┌─ TEXT SHOWN
Ashlee Rezin Garcia/Sun-Times

The most heated friction in “One Night in Miami” is between Malcolm X, who was at the apex of his power as a sometimes radical activist with controversial, polarizing views, and Sam Cooke, who was crooning old-fashioned love songs and was largely apolitical. Jim Brown was somewhere in the middle at the time.

“I felt like Jim served as a translator,” said Hodge. “In this film, the conversation is the star. The conversation is the glue that keeps us in the room and keeps the audience in their seats. It’s a brilliantly crafted conversation by Kemp Powers. I think where we find Jim in this whole spectrum is, he’s able to understand what Malcolm is saying and what he wants while at the same time what Sam is saying and what HE wants. He realizes they’re not hearing each other — and that’s [often] where we are to this day as a culture, in that a lot of us are shooting at the same goal, we’re just using different means of getting there. Jim is trying to bridge the gap between the two guys.”

The conversation turned to the long history of athletes and other celebrities using their fame as a platform to express their views — and how there’s often blowback to that, e.g., a certain conservative commentator telling LeBron James to “Shut up and dribble,” an ugly reminder a lot of people are still figuratively on that front porch with Mr. Carlton, telling a Black man to know his place.
└─
┌─ DATA EXTRACT
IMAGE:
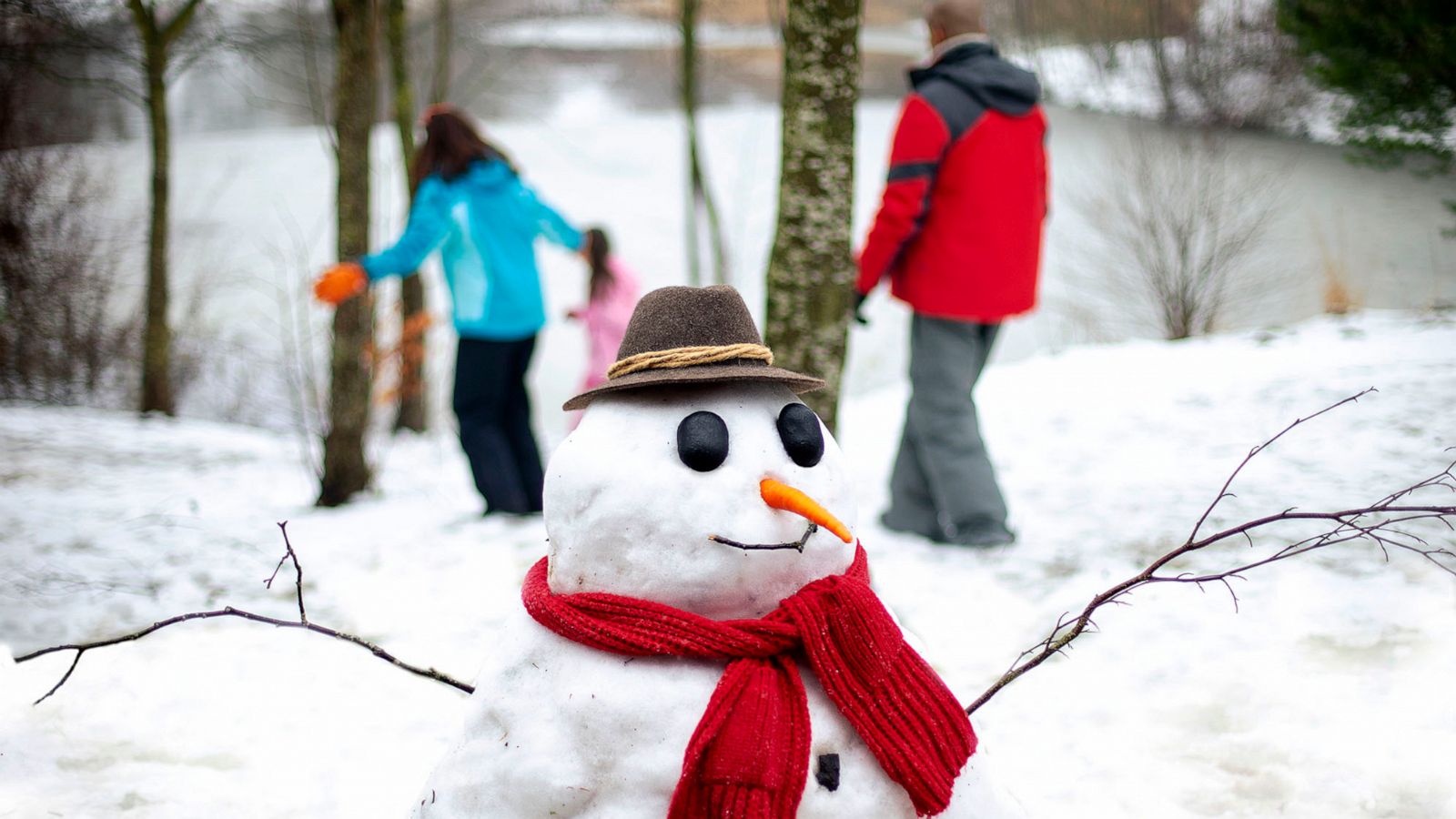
└─
▸ GOAL
Continue the article about "One Night in Miami" from the point where it ends.

▸ ANSWER TO THE PROBLEM
“Here’s the thing,” said Hodge. “I’m a man first. I’m a Black man, I’m an American. Just like every other American, we are entitled to our opinions, we are citizens. Regardless of whatever your job is, as a citizen, you have a right to your opinion. … We all have the same inalienable right. Somebody telling you or me, ‘Stick to da da da,’ I would [say to them], ‘You realize you’re voicing YOUR opinion, right? So you’re sitting here telling me to stop doing what you are actually doing right now.’ There are some people who are raised with that feeling of entitlement, that their opinions matter more than others. At the end of the day, they can say whatever they want. I’m gonna still speak.”